> _Set task A_
In the social networks text, rewrite the paragraph beginning "Where SNA was different" more briefly, keeping its main facts.
> _Set task B_
Decide whether each statement agrees with the social networks text, answering yes or no and quoting the deciding words: (i) George Simmel was the first to theorize about large social structures. (ii) A social group is usually drawn together for reasons such as family, location and work. (iii) Sociometry is the quantitative study of social relationships.
> _Set task C_
Reproduce the social networks text from "Though George Simmel" up to and including "of social relationships.".

> _Given text_
So when faced with a profile instead of a person we immediately throw out a good percentage of these hard earned human judgemental abilities. This is not to say we loose all judgement ability but rather it is severely curtailed by a profound lack of information that would be normal in a face to face physical encounter. But in order to properly understand current popular OSN’s like Facebook, My Space and Orkut, it is necessary to go back some hundred years to a man called George Simmel.
Though George Simmel was not the first to theorise about large social structures, he was the first to address it in terms of an actual social network as opposed to a social group. The difference being a social group is normally a set of people drawn tightly together for specific reasons like family, location and work. But a social network is a loose larger set of people that may be a part of different groups but are connected to others above and beyond those groups. We can find the relevance of social networks in the adage “It’s not what you know; it’s who you know that matters”. Through his essays George birthed what would become known a Social Network Analysis (SNA) and lead to the formation of new disciplines like Sociometry, the quantitative study of social relationships.
Where SNA was different and indeed new in its approach was to place more importance on the quantitative statistical relationships and bonds between individuals rather than the individuals themselves. This is kind of like looking at the negative space around a sculpture and between other sculptures in a gallery, rather than the actual individual sculpture, which signified a major paradigm shift in our thinking of social structures. There have been many applications of SNA especially within the work place. The power of the individual worker is governed by the number of people that have to connect to them to get something done. This is all too often in no way the actual job title and appropriate remuneration of that individual’s status within the company, yet they actually have more real power than those above them. Another more documented or popularised application of SNA is the Six Degree’s of Separation (SDS) or small world phenomenon.

> _Excerpted data_

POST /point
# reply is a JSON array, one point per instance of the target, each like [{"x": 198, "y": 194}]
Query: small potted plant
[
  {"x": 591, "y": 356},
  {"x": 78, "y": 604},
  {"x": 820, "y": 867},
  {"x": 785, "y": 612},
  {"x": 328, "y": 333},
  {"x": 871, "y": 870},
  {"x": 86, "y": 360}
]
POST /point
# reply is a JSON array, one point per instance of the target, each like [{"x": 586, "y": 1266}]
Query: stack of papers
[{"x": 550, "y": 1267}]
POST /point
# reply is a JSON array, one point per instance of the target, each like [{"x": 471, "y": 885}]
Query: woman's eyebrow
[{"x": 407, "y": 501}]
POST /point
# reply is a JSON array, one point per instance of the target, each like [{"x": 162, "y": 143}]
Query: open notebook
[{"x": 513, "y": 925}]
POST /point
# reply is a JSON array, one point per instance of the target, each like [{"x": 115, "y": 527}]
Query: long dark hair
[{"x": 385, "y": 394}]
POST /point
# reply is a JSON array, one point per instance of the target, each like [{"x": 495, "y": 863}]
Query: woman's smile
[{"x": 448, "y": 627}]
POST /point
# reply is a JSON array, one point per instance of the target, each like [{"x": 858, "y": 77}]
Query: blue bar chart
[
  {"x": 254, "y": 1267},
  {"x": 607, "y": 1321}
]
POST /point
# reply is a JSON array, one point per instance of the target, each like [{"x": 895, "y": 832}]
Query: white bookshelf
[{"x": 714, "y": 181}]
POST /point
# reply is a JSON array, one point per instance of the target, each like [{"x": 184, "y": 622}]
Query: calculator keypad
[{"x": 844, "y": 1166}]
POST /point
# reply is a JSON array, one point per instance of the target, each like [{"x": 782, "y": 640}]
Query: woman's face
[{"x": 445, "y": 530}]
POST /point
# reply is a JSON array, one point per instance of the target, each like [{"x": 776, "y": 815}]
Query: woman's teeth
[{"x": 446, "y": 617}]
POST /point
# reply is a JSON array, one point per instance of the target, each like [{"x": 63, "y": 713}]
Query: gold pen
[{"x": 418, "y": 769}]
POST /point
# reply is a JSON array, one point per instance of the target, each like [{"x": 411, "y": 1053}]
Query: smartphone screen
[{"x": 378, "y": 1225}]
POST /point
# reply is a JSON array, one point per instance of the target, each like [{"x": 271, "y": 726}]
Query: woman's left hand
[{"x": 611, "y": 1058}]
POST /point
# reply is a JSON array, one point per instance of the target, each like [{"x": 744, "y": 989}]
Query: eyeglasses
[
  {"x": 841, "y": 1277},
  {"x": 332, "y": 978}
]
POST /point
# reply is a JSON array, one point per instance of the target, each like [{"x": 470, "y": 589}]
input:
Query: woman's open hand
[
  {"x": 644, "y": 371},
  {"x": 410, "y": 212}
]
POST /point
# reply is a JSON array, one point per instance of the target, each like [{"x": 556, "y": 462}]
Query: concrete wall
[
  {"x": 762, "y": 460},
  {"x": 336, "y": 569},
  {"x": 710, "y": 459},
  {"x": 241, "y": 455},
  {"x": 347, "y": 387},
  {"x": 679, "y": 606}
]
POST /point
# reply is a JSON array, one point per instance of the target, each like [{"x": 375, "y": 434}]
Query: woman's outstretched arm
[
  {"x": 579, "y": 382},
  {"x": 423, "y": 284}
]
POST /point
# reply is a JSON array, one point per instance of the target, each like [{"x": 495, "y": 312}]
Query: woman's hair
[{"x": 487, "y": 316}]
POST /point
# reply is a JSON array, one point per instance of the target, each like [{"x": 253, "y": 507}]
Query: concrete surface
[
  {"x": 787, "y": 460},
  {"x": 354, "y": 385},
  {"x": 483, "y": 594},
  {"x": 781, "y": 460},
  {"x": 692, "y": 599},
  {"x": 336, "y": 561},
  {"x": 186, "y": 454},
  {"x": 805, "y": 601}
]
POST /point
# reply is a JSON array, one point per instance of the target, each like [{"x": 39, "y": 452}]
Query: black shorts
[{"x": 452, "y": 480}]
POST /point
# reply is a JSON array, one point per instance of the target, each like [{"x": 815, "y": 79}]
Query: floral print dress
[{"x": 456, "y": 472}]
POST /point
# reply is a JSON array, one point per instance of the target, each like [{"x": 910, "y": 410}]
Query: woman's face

> _Response A_
SNA was new because it focused on the quantitative statistical relationships and bonds between individuals rather than on the individuals themselves. This is like looking at the negative space around and between sculptures in a gallery instead of at each sculpture, and it marked a major paradigm shift in thinking about social structures. SNA has often been applied in the workplace. There, a worker's power depends on how many people must connect to them to get something done. That power often does not match the worker's job title or pay, so they may hold more real power than those above them. Another well-known application is Six Degrees of Separation, also called the small world phenomenon.

> _Response B_
(i) No: "Though George Simmel was not the first to theorise about large social structures"
(ii) Yes: "a social group is normally a set of people drawn tightly together for specific reasons like family, location and work"
(iii) Yes: "Sociometry, the quantitative study of social relationships"

> _Response C_
Though George Simmel was not the first to theorise about large social structures, he was the first to address it in terms of an actual social network as opposed to a social group. The difference being a social group is normally a set of people drawn tightly together for specific reasons like family, location and work. But a social network is a loose larger set of people that may be a part of different groups but are connected to others above and beyond those groups. We can find the relevance of social networks in the adage “It’s not what you know; it’s who you know that matters”. Through his essays George birthed what would become known a Social Network Analysis (SNA) and lead to the formation of new disciplines like Sociometry, the quantitative study of social relationships.